Hemispheres is the sixth studio album by Canadian rock band Rush, released in October 1978 by Anthem Records. After touring to support the band's previous release, A Farewell to Kings, during which the group gained popularity in the UK, Rush started work on their next album. As with the band's previous studio album, Hemispheres was recorded at Rockfield Studios in Monmouthshire and Trident Studios in London with longtime engineer and arranger, Terry Brown. Rush continued its progressive rock sound with the side-long "Cygnus X-1 Book II: Hemispheres" and the nine-minute instrumental "La Villa Strangiato", which was the band's first instrumental piece.

Hemispheres received acclaim from music critics. It reached number 14 in Canada and the UK, and number 41 in the United States. The album's two shorter tracks, "Circumstances" and "The Trees" were released as singles in early 1979. In 1993, the album was certified platinum by the Recording Industry Association of America (RIAA) for selling one million copies. Rush supported Hemispheres with a concert tour from October 1978 to June 1979. The album was re-released in various expanded formats on November 16, 2018 as part of the band's ongoing 40th Anniversary editions, including the previously unreleased live set by the band at the Pinkpop Festival from June 1979.

Background and recording
In May 1978, Rush completed a nine-month tour of the United States, Canada, and the UK to support its fifth studio album, A Farewell to Kings (1977). The tour helped the band break through the UK market, following a series of well-received shows and "Closer to the Heart", the lead single from A Farewell to Kings, reaching number 36 on the UK Singles Chart.

Following a short break, the band regrouped to start work on its next album. In a departure from the band's previous album, they entered the songwriting process without any preconceived ideas, which proved to be a struggle; guitarist Alex Lifeson said: "the trouble started from basics." The band had enjoyed the experience of recording A Farewell to Kings in Wales at Rockfield Studios, situated on a farm in Rockfield, Monmouthshire, and agreed to record there for Hemispheres. They initially chose the studio having recorded four albums in Toronto and wanting a change; bassist and vocalist Geddy Lee said the United States did not appeal to them, and since they were influenced by many English bands, recording in the UK became a "natural" option. Before entering the studio, the band spent two weeks in intensive rehearsal, which sparked worries from the band regarding the direction the album was to take. The conditions of the studio, located on a farm, lacked the standard facilities, including a sofa; Lee described it as "really funky". In one incident, a latch that failed to shut the studio doors frustrated Lifeson who, in a fit, took it off, installed a hydraulic door opener, and built a handle on it.

MATERIAL:
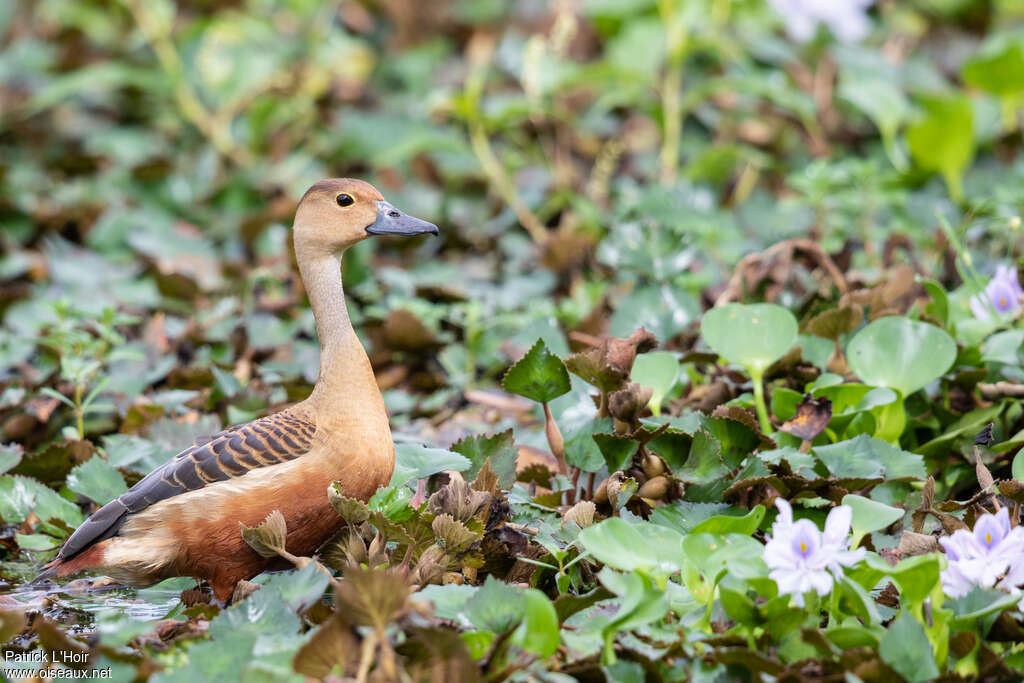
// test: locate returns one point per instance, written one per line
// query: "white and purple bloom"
(802, 558)
(846, 18)
(1003, 293)
(990, 555)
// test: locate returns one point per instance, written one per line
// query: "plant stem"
(479, 53)
(672, 110)
(759, 400)
(215, 130)
(555, 440)
(80, 411)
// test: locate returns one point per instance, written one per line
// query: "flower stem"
(759, 400)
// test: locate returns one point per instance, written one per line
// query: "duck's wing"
(232, 453)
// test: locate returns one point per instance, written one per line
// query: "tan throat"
(346, 391)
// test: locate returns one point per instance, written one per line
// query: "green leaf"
(1018, 467)
(705, 463)
(915, 577)
(413, 461)
(856, 600)
(22, 496)
(10, 456)
(499, 449)
(942, 139)
(657, 370)
(864, 457)
(751, 335)
(998, 67)
(582, 450)
(1004, 347)
(97, 480)
(449, 600)
(616, 450)
(728, 524)
(540, 375)
(640, 602)
(634, 547)
(905, 647)
(869, 516)
(739, 607)
(978, 604)
(900, 353)
(496, 606)
(538, 633)
(712, 553)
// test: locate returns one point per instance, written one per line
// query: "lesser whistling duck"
(182, 518)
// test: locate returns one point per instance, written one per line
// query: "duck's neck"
(346, 387)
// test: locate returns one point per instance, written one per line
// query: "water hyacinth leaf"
(540, 375)
(727, 524)
(739, 607)
(332, 648)
(868, 458)
(1004, 347)
(633, 547)
(22, 496)
(855, 599)
(942, 139)
(582, 450)
(1018, 467)
(538, 633)
(36, 542)
(915, 577)
(496, 606)
(10, 456)
(498, 449)
(97, 480)
(641, 601)
(979, 603)
(449, 600)
(848, 637)
(683, 515)
(900, 353)
(712, 553)
(869, 516)
(657, 370)
(616, 450)
(413, 461)
(751, 335)
(998, 67)
(705, 463)
(905, 647)
(267, 538)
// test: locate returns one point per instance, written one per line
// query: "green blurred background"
(594, 165)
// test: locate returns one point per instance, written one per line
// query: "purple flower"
(1003, 293)
(802, 558)
(990, 555)
(846, 18)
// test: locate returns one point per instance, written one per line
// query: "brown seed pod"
(653, 466)
(654, 488)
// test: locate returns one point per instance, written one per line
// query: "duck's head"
(336, 213)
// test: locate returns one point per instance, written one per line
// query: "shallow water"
(77, 604)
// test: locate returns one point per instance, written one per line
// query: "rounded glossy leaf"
(538, 633)
(869, 515)
(634, 547)
(752, 335)
(900, 353)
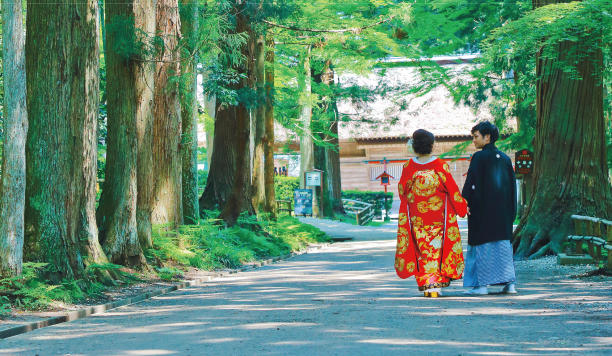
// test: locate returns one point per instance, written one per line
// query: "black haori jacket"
(490, 190)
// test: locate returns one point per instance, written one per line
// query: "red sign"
(523, 162)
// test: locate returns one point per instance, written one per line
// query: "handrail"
(595, 220)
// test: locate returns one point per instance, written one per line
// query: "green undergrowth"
(32, 291)
(211, 245)
(208, 246)
(349, 219)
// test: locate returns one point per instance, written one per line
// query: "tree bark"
(239, 200)
(223, 160)
(571, 170)
(333, 182)
(62, 66)
(12, 184)
(144, 74)
(307, 149)
(116, 214)
(268, 140)
(258, 181)
(332, 168)
(189, 114)
(167, 191)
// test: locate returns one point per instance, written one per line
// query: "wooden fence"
(363, 212)
(594, 236)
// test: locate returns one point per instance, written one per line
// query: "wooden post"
(609, 234)
(598, 234)
(578, 224)
(590, 232)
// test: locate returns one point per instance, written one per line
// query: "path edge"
(102, 308)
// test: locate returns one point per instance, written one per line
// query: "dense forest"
(105, 93)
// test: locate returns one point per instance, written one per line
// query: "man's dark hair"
(422, 142)
(487, 128)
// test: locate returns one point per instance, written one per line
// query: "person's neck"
(423, 158)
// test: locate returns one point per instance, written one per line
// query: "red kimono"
(428, 240)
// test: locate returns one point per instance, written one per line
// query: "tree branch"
(352, 30)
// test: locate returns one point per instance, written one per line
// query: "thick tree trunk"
(307, 149)
(333, 181)
(332, 169)
(12, 185)
(239, 200)
(62, 96)
(167, 191)
(268, 140)
(116, 214)
(223, 160)
(571, 171)
(144, 74)
(189, 114)
(258, 181)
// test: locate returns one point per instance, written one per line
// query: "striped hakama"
(489, 264)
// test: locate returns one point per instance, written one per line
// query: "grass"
(208, 246)
(351, 220)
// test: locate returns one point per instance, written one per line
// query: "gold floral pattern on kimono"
(399, 263)
(453, 233)
(433, 204)
(410, 198)
(459, 198)
(428, 238)
(402, 244)
(425, 183)
(442, 177)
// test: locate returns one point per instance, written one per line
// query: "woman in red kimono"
(428, 240)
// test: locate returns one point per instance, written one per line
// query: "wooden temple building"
(370, 133)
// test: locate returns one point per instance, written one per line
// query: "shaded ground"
(342, 300)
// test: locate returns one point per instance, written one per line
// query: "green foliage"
(375, 198)
(210, 246)
(284, 187)
(32, 291)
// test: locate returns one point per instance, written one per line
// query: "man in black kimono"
(490, 190)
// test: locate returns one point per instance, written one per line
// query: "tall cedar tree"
(268, 140)
(189, 112)
(258, 115)
(116, 214)
(571, 170)
(144, 74)
(62, 66)
(12, 185)
(239, 200)
(167, 190)
(229, 187)
(307, 153)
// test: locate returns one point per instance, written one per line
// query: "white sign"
(313, 179)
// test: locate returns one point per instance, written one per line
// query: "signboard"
(523, 162)
(313, 179)
(302, 202)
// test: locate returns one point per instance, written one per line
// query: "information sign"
(523, 162)
(302, 202)
(313, 179)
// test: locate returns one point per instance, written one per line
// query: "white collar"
(430, 160)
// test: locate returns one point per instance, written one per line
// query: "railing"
(593, 236)
(363, 212)
(287, 206)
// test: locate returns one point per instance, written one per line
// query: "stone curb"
(98, 309)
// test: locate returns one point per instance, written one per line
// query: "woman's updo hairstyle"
(422, 142)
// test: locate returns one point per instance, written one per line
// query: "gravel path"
(346, 299)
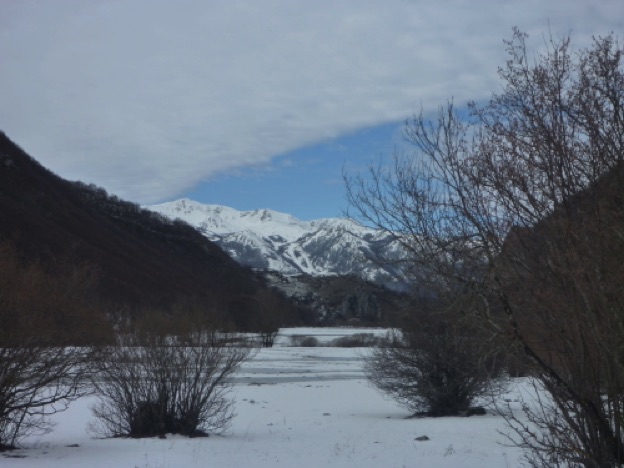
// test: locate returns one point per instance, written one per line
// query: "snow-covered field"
(296, 407)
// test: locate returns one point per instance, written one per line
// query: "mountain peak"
(269, 240)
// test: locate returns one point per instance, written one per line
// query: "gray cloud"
(149, 97)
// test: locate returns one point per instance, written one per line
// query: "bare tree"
(160, 381)
(521, 205)
(436, 363)
(46, 343)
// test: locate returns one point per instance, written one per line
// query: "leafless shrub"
(520, 204)
(44, 318)
(303, 341)
(434, 366)
(357, 340)
(152, 384)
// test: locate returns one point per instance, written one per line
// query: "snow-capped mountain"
(269, 240)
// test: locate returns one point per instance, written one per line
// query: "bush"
(153, 384)
(357, 340)
(434, 366)
(303, 341)
(45, 342)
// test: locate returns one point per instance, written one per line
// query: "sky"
(251, 103)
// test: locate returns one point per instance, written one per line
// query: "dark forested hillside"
(142, 261)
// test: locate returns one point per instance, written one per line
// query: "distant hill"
(329, 265)
(143, 260)
(274, 241)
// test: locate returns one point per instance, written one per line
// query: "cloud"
(149, 97)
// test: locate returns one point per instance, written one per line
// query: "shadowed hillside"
(142, 260)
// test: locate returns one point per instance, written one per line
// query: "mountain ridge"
(269, 240)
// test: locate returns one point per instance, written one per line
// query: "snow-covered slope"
(270, 240)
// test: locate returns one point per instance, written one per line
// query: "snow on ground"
(297, 407)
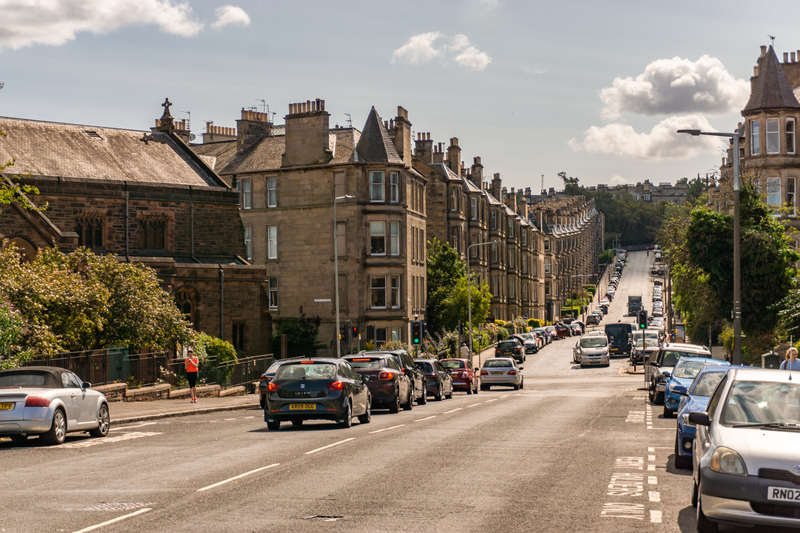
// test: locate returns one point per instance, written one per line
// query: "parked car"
(463, 374)
(389, 387)
(591, 350)
(660, 364)
(440, 384)
(318, 388)
(744, 457)
(511, 347)
(49, 402)
(406, 364)
(681, 378)
(695, 399)
(501, 371)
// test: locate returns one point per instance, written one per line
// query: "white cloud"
(661, 143)
(420, 49)
(55, 22)
(677, 85)
(230, 15)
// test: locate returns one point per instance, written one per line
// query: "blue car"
(696, 399)
(682, 376)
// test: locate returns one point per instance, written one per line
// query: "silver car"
(501, 371)
(50, 402)
(745, 459)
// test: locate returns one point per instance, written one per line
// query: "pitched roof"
(266, 153)
(375, 146)
(771, 88)
(96, 153)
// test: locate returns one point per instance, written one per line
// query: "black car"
(407, 366)
(317, 389)
(440, 384)
(388, 385)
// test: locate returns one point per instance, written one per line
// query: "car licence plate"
(782, 494)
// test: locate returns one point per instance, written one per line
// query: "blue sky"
(595, 89)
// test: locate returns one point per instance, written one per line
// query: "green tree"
(302, 336)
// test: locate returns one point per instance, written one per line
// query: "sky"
(593, 89)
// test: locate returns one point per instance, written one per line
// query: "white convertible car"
(50, 402)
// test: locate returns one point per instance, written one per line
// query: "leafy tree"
(302, 336)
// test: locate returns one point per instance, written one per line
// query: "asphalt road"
(575, 450)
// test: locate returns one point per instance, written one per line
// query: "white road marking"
(237, 477)
(119, 518)
(387, 429)
(131, 427)
(88, 443)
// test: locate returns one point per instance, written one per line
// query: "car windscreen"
(707, 383)
(367, 362)
(29, 379)
(594, 342)
(306, 371)
(757, 402)
(687, 369)
(495, 363)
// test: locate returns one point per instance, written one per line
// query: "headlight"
(726, 461)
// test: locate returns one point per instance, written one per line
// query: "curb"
(176, 414)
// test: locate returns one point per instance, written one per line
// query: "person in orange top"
(192, 368)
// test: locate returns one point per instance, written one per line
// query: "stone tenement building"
(289, 178)
(768, 140)
(144, 197)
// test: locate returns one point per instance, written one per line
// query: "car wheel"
(104, 423)
(704, 525)
(366, 418)
(410, 403)
(58, 430)
(347, 421)
(394, 407)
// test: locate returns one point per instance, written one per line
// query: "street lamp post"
(469, 295)
(736, 358)
(336, 271)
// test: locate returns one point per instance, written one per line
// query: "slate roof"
(97, 153)
(375, 146)
(771, 89)
(266, 154)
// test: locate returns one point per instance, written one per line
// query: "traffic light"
(416, 332)
(642, 318)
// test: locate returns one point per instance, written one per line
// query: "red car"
(464, 376)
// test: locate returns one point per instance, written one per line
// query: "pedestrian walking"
(192, 368)
(791, 362)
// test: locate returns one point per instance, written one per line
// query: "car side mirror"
(700, 418)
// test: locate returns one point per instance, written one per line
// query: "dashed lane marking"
(109, 522)
(239, 476)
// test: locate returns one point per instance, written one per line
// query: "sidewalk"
(127, 412)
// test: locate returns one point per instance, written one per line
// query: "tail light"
(36, 401)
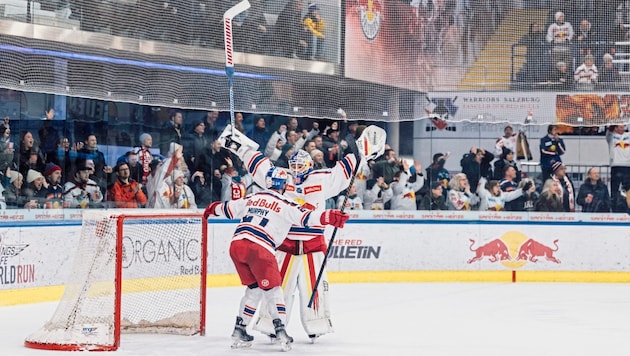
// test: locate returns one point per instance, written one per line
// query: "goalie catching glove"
(236, 141)
(334, 217)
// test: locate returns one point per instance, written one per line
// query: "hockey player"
(265, 221)
(301, 255)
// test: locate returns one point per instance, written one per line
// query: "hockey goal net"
(134, 272)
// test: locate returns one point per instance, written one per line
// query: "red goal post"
(135, 271)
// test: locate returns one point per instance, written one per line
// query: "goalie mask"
(300, 165)
(276, 178)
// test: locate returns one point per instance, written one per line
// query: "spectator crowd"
(189, 169)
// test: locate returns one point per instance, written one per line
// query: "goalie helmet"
(300, 165)
(276, 178)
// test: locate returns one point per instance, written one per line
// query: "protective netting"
(160, 289)
(373, 58)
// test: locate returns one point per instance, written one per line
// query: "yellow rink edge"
(54, 293)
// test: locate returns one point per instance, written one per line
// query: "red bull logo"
(513, 250)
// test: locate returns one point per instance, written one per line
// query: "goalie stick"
(371, 144)
(228, 16)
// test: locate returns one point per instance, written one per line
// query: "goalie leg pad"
(315, 320)
(249, 303)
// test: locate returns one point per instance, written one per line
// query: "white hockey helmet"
(300, 165)
(277, 178)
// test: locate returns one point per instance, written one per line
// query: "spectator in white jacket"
(377, 194)
(493, 198)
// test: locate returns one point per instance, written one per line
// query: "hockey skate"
(282, 336)
(240, 337)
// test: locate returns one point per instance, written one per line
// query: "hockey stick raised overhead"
(228, 16)
(371, 144)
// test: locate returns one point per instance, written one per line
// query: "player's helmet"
(276, 178)
(300, 165)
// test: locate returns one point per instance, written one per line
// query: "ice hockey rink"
(402, 319)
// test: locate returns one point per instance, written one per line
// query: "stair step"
(492, 68)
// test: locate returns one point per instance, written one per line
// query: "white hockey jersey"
(266, 217)
(312, 193)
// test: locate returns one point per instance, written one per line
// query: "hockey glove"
(210, 210)
(334, 217)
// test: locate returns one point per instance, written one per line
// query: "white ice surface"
(402, 319)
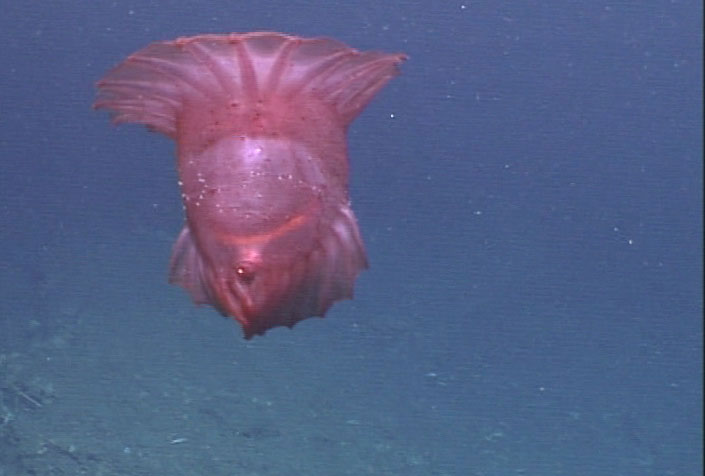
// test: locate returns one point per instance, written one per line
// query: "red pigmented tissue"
(259, 121)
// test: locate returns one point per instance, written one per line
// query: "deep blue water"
(530, 194)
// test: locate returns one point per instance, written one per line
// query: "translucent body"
(259, 120)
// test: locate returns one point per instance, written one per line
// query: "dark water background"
(530, 193)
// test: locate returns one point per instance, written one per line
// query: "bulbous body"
(259, 120)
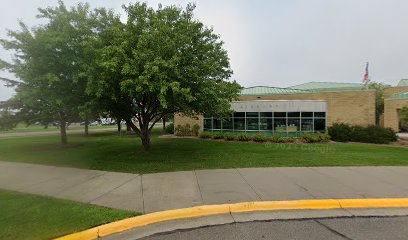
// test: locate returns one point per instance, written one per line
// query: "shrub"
(370, 134)
(277, 139)
(205, 135)
(244, 137)
(217, 135)
(340, 132)
(315, 138)
(259, 138)
(195, 130)
(169, 128)
(229, 136)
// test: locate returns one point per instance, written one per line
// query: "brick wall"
(353, 107)
(391, 107)
(391, 116)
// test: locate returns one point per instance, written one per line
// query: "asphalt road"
(356, 228)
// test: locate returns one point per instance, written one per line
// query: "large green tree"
(404, 115)
(160, 62)
(51, 62)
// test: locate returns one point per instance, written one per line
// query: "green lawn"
(108, 151)
(26, 216)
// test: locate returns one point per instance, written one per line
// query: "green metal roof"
(263, 90)
(322, 86)
(399, 96)
(403, 83)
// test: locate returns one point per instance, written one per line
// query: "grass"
(26, 216)
(38, 128)
(110, 152)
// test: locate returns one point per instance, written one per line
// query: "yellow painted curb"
(206, 210)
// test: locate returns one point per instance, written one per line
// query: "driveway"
(164, 191)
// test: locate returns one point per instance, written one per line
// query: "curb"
(206, 210)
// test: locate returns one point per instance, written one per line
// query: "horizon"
(281, 43)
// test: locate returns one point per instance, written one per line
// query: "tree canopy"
(162, 62)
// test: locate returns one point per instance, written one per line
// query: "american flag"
(366, 78)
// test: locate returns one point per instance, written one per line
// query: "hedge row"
(342, 132)
(245, 137)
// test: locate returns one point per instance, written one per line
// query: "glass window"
(320, 125)
(280, 114)
(293, 125)
(207, 123)
(293, 114)
(239, 124)
(320, 114)
(239, 114)
(227, 124)
(266, 114)
(307, 125)
(279, 125)
(252, 114)
(252, 123)
(307, 114)
(216, 123)
(265, 124)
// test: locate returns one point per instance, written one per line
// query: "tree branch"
(10, 82)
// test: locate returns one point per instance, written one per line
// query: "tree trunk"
(145, 137)
(86, 127)
(119, 126)
(63, 130)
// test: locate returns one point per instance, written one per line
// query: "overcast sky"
(283, 42)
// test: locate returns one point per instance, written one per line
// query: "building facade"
(395, 99)
(307, 108)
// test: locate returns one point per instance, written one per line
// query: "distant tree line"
(83, 62)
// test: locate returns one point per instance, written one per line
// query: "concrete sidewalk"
(164, 191)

TASK SET:
a) Can you repeat the Hemispheres article, everything from "Hemispheres is the" down to "first instrumental piece."?
b) Could you pick up the Hemispheres article after its last sentence and continue it?

RESULTS IN ORDER:
a)
Hemispheres is the sixth studio album by Canadian rock band Rush, released in October 1978 by Anthem Records. After touring to support the band's previous release, A Farewell to Kings, during which the group gained popularity in the UK, Rush started work on their next album. As with the band's previous studio album, Hemispheres was recorded at Rockfield Studios in Monmouthshire and Trident Studios in London with longtime engineer and arranger, Terry Brown. Rush continued its progressive rock sound with the side-long "Cygnus X-1 Book II: Hemispheres" and the nine-minute instrumental "La Villa Strangiato", which was the band's first instrumental piece.

b)
Rush recorded Hemispheres in June and July 1978 at Rockfield Studios with longtime producer Terry Brown, also credited as co-arranger, and engineer Pat Moran. It marked the longest studio time booked for the band. In comparison, 2112 (1976) was recorded in five weeks and A Farewell to Kings was completed in four. After the music was put down, the group settled in Advision Studios in London to record the vocals. The album was then mixed in August at Trident Studios in London by Brown and assistant John Brand. In the three-month period of putting the album together, Rush took just one day off. Costs of the album were calculated to be around $100,000, making it the band's most expensive album at the time. Drummer Neil Peart recalled the band were exhausted by the time of completion and took a six-week vacation to recover, while Lee explained that they "greatly underestimated the level of overachievement that  were shooting for".

Songs

Side one
"Cygnus X-1 Book II: Hemispheres" occupies the album's first side. An 18-minute track and sequel to "Cygnus X-1 Book I: The Voyage" on A Farewell to Kings, the song has six distinct parts. Initially, Lee had a different idea for the album's centerpiece track, but after some music had been written the group felt it right to continue the story. Book I concerns the journey of the Rocinante, a spaceship that enters a black hole in outer space. Peart ended the story without a set conclusion, and only began to write Book II three weeks before the band was set to travel to Rockfield Studios. The process was stressful for Peart, took "hours of tearing my hair out", and was only half complete when they arrived. The sequel, like Book I, uses mythology and symbolism to depict a conflict between the gods Apollo and Dionysus, which is resolved when Cygnus intervenes, claiming a balance of heart and mind are what is needed for humans to live well. Peart introduced the gong and timpani to his percussion set for the first time; he hadn't thought of adding the instrument on previous albums but thought Hemispheres needed it.

Side two
"Circumstances" is the first of two shorter tracks on Hemispheres. With the band having accustomed its audience to longer, more elaborate formats, this song is qualified by Lee as an experiment, an attempt to break away from the prog formula that would steer the band into new directions in later albums.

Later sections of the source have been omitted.